Текст для чтения |

IX веком датируются первые указания на то, что писцы в монастырских скрипториях были обязаны хранить молчание[109]. До тех пор они писали под диктовку или вслух читали текст, который переписывали. Иногда книгу диктовали сам автор или «издатель». В VIII веке анонимный писец приписал в конце сделанной им копии: «Никто не знает, сколько требуется усилий. Три пальца пишут, два глаза смотрят. Один язык говорит, и все тело трудится»[110]. Один язык говорит, а переписчик работает, проговаривая вслух слова, которые пишет.
После того как чтение про себя в скрипториях стало нормой, писцы стали общаться между собой с помощью знаков: если писцу требовалась новая книга для переписывания, он делал вид, что переворачивает воображаемые страницы; если ему нужна была псалтырь, он клал руки на голову в форме короны (ссылка на царя Давида); сборник библейских изречений обозначался снятием воска с воображаемых свечей; требник – крестным знамением; а если писец хотел получить книгу, написанную язычником, он почесывался, словно собака[111].
Чтение вслух в присутствии кого-то другого подразумевает совместное чтение, преднамеренно это происходит, или нет. Чтение Амвросия было актом уединения. «Он боялся, вероятно, – размышляет Августин, – как бы ему не пришлось давать жадно внимающему слушателю разъяснения по поводу темных мест в прочитанном или же заняться разбором каких-нибудь трудных вопросов и, затратив на это время, прочесть меньше, чем ему бы хотелось»[112]. Но с появлением чтения про себя у читателей появилась и возможность устанавливать нерушимую связь с книгой. Уже не нужно тратить время на то, чтобы произносить слова вслух. Они могут существовать в своем внутреннем мире, могут литься бурным потоком или только обозначать проблему, могут делать намеки или говорить прямо, пока читатель просматривает их на досуге, извлекая новые для себя мысли, сравнивая прочитанное с собственными воспоминаниями или с тем, что узнал из других книг. У читателя появляется время для того, чтобы снова и снова обдумывать драгоценные слова, которые могут звучать – теперь он это точно знает – как вне его сознания, так и внутри его. И сам текст, защищенный таким образом от любого внешнего посягательства, становится собственностью читателя, его личной тайной – и в скриптории, где кипит работа, и на рыночной площади, и дома.

Набор данных |
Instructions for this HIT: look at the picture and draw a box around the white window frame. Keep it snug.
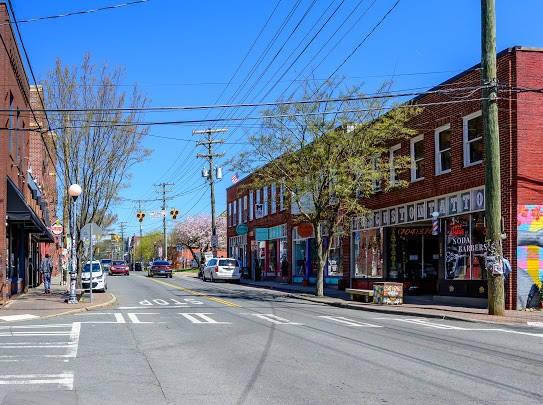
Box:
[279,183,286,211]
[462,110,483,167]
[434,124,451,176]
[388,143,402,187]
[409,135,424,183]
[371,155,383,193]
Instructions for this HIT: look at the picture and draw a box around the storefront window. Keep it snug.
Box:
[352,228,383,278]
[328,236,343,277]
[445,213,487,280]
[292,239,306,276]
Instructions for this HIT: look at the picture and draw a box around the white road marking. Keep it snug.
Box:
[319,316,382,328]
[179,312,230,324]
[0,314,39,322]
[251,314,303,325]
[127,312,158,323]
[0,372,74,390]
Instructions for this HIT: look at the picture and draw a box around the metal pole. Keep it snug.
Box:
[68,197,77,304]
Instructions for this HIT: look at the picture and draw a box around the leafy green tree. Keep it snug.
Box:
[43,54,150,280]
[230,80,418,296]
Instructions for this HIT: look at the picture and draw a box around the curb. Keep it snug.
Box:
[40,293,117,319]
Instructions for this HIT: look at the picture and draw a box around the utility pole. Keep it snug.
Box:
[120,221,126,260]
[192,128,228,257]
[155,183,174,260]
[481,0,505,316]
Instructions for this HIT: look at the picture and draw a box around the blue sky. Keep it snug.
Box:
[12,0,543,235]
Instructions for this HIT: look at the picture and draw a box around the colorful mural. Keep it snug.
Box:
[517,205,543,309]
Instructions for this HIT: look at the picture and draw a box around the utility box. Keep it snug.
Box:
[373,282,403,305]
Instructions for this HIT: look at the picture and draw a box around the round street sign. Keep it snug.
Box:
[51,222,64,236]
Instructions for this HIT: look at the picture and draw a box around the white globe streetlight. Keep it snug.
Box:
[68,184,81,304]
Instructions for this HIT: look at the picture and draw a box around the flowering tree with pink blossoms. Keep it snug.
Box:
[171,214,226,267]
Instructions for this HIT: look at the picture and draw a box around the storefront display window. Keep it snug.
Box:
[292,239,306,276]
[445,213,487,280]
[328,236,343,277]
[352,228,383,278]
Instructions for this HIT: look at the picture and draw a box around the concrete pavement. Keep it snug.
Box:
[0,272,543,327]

--

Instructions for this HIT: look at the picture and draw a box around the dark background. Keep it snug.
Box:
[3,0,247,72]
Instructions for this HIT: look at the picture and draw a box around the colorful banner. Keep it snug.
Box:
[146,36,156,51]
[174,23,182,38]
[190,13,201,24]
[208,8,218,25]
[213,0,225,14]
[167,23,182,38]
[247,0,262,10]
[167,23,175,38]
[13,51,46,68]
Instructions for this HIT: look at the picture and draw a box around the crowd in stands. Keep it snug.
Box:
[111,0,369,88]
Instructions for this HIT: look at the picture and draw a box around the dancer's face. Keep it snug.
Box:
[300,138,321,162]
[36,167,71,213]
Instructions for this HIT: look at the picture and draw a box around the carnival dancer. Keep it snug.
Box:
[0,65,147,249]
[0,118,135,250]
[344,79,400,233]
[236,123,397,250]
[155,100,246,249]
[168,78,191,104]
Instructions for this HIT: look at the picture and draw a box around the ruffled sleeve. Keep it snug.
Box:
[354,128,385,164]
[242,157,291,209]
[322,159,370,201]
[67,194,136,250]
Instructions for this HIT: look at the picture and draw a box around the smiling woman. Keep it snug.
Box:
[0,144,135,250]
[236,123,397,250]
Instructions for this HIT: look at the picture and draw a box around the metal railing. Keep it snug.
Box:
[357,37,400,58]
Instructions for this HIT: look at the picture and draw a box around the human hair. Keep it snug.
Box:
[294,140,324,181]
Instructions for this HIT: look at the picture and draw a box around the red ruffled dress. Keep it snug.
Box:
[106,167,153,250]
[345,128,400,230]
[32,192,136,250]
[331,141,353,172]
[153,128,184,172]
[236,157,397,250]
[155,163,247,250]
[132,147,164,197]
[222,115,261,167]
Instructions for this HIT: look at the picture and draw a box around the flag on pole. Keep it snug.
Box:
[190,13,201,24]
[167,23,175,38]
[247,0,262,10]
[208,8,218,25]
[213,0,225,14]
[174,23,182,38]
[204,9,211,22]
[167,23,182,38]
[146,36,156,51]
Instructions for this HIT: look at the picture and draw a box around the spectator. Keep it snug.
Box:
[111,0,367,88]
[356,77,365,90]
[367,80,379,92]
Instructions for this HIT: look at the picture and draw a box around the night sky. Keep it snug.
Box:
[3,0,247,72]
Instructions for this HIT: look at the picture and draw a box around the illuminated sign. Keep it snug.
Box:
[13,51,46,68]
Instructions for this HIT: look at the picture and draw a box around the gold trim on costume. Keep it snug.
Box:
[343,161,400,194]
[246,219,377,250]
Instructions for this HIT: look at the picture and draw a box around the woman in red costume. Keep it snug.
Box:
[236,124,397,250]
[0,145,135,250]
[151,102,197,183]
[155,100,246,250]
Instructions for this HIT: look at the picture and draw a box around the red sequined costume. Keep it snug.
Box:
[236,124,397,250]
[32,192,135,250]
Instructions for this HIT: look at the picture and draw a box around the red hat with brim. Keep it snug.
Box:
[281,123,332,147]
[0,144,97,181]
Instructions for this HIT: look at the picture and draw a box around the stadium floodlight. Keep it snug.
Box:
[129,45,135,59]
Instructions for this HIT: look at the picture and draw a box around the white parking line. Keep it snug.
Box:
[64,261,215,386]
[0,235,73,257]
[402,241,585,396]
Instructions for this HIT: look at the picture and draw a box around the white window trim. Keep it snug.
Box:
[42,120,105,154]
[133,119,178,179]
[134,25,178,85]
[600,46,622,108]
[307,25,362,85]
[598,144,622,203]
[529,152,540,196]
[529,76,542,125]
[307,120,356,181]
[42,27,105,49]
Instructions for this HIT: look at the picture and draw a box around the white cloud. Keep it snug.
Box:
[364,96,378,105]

==

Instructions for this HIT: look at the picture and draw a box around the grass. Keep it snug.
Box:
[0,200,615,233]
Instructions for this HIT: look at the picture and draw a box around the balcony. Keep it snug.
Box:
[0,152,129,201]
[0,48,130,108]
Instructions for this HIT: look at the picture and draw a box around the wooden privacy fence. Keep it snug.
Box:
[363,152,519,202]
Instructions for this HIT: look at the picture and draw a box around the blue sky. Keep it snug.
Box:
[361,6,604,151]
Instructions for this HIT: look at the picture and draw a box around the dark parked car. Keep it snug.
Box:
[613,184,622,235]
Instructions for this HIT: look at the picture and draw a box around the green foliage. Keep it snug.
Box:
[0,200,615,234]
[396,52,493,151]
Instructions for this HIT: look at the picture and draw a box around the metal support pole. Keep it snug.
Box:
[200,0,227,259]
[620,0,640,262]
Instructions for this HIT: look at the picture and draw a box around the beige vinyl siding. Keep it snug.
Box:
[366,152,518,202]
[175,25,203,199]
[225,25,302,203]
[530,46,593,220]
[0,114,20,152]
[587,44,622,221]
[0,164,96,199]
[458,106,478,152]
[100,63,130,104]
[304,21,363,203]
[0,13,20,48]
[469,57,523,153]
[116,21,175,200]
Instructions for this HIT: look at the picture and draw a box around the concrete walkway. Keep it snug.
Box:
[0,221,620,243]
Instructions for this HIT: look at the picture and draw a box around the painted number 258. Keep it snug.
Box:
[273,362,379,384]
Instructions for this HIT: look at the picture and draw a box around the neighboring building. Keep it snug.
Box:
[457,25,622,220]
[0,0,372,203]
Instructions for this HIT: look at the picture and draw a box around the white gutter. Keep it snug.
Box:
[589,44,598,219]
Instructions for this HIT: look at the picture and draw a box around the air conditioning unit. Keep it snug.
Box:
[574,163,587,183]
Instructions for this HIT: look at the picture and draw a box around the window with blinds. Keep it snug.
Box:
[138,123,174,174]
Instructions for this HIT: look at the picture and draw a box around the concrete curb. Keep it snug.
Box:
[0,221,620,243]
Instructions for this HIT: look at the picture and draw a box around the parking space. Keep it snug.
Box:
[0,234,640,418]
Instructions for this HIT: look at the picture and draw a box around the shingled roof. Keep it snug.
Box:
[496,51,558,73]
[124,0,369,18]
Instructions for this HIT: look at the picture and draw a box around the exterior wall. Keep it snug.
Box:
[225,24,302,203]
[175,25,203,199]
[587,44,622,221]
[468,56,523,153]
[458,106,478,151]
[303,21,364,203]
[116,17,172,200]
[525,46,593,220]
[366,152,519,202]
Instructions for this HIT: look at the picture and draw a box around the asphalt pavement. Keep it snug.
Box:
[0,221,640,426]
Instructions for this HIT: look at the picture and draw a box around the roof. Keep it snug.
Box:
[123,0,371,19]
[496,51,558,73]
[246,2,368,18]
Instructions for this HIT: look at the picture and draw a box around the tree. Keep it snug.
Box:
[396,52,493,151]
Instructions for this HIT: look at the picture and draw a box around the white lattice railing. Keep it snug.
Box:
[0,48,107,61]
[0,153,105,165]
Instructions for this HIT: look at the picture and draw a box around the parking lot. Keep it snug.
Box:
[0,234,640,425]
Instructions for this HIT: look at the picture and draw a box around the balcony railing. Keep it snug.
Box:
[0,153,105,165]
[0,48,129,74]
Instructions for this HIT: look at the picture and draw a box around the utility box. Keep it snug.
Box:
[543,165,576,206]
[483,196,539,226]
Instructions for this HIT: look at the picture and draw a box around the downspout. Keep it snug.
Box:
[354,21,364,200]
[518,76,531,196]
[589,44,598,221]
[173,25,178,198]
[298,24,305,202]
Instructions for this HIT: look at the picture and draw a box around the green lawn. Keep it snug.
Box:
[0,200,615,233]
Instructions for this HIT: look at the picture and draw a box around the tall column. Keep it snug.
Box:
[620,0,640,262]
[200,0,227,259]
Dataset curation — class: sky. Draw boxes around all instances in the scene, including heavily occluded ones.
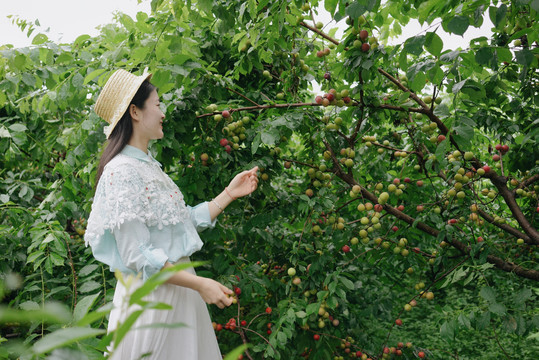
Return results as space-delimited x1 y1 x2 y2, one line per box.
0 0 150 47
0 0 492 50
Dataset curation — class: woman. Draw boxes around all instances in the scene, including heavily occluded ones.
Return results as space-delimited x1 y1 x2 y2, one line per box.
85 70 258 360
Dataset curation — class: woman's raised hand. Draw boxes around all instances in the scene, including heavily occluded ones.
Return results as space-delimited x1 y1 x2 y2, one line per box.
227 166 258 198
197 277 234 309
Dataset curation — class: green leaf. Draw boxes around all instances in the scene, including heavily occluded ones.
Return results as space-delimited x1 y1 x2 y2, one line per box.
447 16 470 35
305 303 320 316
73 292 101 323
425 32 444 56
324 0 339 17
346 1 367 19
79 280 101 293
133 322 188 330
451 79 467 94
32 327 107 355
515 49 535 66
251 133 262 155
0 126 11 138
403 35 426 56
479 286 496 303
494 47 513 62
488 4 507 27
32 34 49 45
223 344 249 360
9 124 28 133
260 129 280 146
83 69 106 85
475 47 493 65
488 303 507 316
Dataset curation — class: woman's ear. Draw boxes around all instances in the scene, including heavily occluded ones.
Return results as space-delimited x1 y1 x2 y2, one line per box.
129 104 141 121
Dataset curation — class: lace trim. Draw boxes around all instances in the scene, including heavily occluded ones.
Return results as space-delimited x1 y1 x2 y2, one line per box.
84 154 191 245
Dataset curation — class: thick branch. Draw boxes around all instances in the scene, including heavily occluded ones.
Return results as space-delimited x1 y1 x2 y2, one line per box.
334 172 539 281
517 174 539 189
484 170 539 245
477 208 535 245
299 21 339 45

Задания |
[a] Повторите дословно строки данных, начиная со строки, где есть «Dataset curation — class: thick», и заканчивая строкой, где есть «299 21 339 45», включая обе.
[b] Продолжите отрывок о чтении про себя, начав сразу после его последнего предложения.
Отрывок о чтении про себя и строки данных никак не связаны друг с другом.

Ответы к заданиям |
[a]
Dataset curation — class: thick branch. Draw boxes around all instances in the scene, including heavily occluded ones.
Return results as space-delimited x1 y1 x2 y2, one line per box.
334 172 539 281
517 174 539 189
484 170 539 245
477 208 535 245
299 21 339 45

[b]
Некоторых догматиков настораживала новая манера; с их точки зрения, чтение про себя чревато опасностью впасть в дрему, в апатию – грех безделья («зараза, опустошающая в полдень»; Псалтырь 90, 6). Но оно влекло за собой и другую опасность, которую не предусмотрели отцы Церкви. Книга, которую можно читать про себя, осмысливать, по мере того как глаз раскрывает значение слов, не требует немедленного разъяснения, не может быть осуждена или отцензурирована слушателем. Такое чтение позволяет читателю иметь дело с книгой без свидетелей, а одиночество «освежает разум», как восхищенно писал Августин[113].
До того как чтение про себя стало нормой, распространение ересей было ограничено отдельными личностями или небольшими группами. Ранние христиане занимались в первую очередь обращением неверующих (язычников, иудеев, манихеев, а после VII века – мусульман) и разработкой догматов. Аргументы, расходившиеся с ортодоксальной верой, либо отвергались, либо принимались церковными властями, но поскольку ни одна ересь не могла собрать значительного количества сторонников, к ним относились довольно спокойно. В списке еретических течений было несколько наиболее значительных: во II веке монтанисты утверждали, что следует вернуться к обычаям и обрядам первоначальной Церкви и что они стали свидетелями Второго пришествия Христа в теле женщины; во второй половине того же века монархиане пришли к собственному определению понятия Троицы и настаивали, что через крестные муки прошел Бог Отец; пелагиане, современники святого Августина и святого Амвросия, отрицали понятие первородного греха; аполлинариане в самом конце IV столетия заявляли, что Слово, а вовсе не человеческая душа было соединено с плотью Христа; в том же четвертом веке ариане возражали против слова «гомосиос» (из того же вещества) для описания того, из чего был создан Сын, и (цитируя игру слов того времени) «сотрясли Церковь дифтонгом»; в V веке несториане полемизировали с апполинарианами, настаивая на том, что во время Второго пришествия Христос был мужчиной; евтихиане, современники несторианцев, отрицали, что Христос страдал, как и все люди[114].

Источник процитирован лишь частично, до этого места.